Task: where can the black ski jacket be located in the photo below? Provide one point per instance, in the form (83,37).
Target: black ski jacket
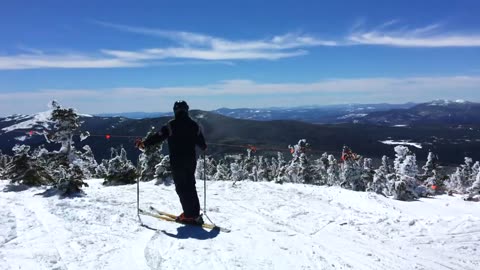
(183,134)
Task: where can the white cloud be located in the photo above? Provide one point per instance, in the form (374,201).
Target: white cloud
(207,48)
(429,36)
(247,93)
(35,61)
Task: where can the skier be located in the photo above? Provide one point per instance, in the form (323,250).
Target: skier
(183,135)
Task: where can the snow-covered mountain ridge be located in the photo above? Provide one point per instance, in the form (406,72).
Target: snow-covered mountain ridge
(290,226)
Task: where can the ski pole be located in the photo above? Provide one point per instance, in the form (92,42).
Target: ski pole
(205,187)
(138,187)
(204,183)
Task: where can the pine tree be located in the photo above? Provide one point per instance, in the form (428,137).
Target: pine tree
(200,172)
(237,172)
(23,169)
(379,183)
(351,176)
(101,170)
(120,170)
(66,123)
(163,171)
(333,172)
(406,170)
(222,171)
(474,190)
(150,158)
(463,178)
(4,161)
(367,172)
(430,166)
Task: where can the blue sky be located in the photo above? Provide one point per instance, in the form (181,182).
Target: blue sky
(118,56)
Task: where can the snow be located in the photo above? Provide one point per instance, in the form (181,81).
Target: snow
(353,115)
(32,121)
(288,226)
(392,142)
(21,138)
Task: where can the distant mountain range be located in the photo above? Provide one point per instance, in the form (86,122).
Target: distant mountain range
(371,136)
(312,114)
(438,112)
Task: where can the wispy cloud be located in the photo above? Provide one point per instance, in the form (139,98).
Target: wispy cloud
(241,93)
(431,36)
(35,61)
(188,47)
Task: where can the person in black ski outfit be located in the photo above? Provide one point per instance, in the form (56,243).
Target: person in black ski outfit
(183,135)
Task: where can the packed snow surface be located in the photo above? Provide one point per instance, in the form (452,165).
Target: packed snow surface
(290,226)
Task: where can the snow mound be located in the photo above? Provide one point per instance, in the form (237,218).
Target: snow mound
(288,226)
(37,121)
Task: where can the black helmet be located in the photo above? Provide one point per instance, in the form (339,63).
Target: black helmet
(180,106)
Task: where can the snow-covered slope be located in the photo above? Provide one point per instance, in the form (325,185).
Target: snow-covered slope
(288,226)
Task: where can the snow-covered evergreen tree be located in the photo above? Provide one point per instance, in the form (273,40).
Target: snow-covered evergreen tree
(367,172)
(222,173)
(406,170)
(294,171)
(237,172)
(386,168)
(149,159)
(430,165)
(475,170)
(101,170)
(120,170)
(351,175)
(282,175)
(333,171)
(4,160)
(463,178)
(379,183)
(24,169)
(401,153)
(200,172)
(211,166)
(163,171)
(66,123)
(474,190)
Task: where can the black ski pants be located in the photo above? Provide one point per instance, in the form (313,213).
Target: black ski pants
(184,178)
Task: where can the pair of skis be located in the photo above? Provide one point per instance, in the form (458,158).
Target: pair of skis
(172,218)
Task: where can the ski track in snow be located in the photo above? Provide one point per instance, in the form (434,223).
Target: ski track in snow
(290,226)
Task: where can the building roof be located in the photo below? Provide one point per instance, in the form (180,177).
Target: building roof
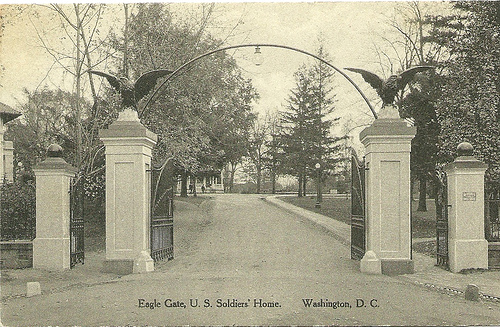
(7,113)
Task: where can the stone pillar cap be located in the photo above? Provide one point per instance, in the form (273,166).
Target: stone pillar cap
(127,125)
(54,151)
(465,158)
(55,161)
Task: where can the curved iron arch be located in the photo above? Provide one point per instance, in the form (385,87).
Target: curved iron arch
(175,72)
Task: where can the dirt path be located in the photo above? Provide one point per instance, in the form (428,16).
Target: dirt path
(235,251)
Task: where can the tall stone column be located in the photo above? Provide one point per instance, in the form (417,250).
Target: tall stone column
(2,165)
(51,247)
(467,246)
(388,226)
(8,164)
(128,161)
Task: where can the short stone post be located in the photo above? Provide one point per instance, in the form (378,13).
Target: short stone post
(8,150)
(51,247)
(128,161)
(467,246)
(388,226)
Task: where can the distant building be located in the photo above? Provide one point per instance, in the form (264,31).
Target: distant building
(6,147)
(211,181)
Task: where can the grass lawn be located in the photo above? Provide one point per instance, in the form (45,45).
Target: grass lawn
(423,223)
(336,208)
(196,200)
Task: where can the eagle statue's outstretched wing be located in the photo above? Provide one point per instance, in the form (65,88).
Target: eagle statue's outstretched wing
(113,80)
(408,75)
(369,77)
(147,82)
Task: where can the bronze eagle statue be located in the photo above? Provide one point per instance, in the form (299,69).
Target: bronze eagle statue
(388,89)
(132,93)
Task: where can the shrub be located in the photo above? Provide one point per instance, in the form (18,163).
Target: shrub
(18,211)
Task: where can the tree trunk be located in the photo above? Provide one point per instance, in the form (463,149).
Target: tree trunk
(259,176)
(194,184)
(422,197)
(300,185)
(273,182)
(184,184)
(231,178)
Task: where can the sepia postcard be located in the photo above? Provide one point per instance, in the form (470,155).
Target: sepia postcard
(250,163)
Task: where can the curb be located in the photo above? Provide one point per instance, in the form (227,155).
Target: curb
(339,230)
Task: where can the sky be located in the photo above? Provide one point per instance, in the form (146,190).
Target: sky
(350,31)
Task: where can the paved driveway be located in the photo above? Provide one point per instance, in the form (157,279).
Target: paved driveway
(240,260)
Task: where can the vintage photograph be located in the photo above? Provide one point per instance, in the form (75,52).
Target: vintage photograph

- [Goal of the exercise]:
Among the lines above, find the one with "Task: where can the grass" and the one with "Task: where can the eagle". Quote both and everything between them, exactly.

- [Answer section]:
Task: where can the grass lawn be located in the photo above? Provide one point per instance, in the form (45,45).
Target: grass lawn
(423,223)
(336,208)
(196,200)
Task: where can the eagle statue's outstretched wing be located in the photo above? Provide one point per instance, in the form (65,88).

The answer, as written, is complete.